Directive
Repeat everything from the line containing "[segment] <item>dark hair</item>" down to the last line of the items, with no changes. Include that first line and that last line.

[Entries from a dataset]

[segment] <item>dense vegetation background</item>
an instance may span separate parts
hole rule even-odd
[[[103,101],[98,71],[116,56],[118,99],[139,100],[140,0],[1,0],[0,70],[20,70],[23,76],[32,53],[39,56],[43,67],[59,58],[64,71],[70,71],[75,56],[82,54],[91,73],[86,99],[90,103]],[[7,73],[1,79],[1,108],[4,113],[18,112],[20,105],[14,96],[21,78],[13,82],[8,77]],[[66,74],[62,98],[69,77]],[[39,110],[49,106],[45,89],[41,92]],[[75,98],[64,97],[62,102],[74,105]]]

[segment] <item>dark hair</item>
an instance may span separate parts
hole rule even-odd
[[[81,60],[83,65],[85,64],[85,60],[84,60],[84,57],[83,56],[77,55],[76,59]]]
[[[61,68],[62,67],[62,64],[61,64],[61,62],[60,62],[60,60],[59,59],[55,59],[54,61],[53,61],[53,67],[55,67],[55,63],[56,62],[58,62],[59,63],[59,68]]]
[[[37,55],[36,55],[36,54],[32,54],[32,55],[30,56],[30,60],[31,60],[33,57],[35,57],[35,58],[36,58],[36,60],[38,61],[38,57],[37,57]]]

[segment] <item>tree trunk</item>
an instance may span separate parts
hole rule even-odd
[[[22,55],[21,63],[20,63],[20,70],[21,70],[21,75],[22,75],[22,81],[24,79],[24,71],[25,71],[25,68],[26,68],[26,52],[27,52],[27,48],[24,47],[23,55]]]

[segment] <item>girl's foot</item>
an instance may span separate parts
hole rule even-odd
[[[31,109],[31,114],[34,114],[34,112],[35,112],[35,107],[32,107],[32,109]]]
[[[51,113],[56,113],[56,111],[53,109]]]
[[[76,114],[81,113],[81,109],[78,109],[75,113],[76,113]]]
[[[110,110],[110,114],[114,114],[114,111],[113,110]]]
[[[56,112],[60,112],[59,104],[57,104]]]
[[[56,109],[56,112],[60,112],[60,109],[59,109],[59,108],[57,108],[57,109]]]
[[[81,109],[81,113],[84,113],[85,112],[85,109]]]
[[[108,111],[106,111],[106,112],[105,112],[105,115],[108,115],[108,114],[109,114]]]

Output for this task
[segment] <item>dark hair</item>
an instance may span separate parts
hole rule even-odd
[[[81,60],[83,65],[85,64],[85,60],[84,60],[84,57],[83,56],[77,55],[76,59]]]
[[[61,68],[62,67],[62,64],[61,64],[61,62],[60,62],[60,60],[59,59],[55,59],[54,61],[53,61],[53,67],[55,67],[55,63],[56,62],[58,62],[59,63],[59,68]]]
[[[37,55],[36,55],[36,54],[32,54],[32,55],[30,56],[30,60],[31,60],[33,57],[35,57],[35,58],[36,58],[36,60],[38,61],[38,57],[37,57]]]

[segment] <item>tree trunk</item>
an instance may span separate parts
hole rule even-odd
[[[22,55],[21,63],[20,63],[20,70],[21,70],[21,75],[22,75],[22,81],[24,79],[24,71],[25,71],[25,68],[26,68],[26,52],[27,52],[27,48],[24,47],[23,55]]]

[segment] <item>girl's foot</item>
an instance may span separate parts
hole rule even-odd
[[[31,109],[31,114],[34,114],[34,112],[35,112],[35,107],[32,107],[32,109]]]
[[[51,113],[56,113],[56,111],[53,109]]]
[[[76,114],[81,113],[81,109],[78,109],[75,113],[76,113]]]
[[[110,110],[110,114],[114,114],[114,111],[113,110]]]
[[[56,112],[60,112],[59,104],[57,104]]]
[[[56,109],[56,112],[60,112],[60,109],[59,109],[59,108],[57,108],[57,109]]]
[[[81,109],[81,113],[84,113],[85,112],[85,109]]]
[[[108,111],[106,111],[106,112],[105,112],[105,115],[108,115],[108,114],[109,114]]]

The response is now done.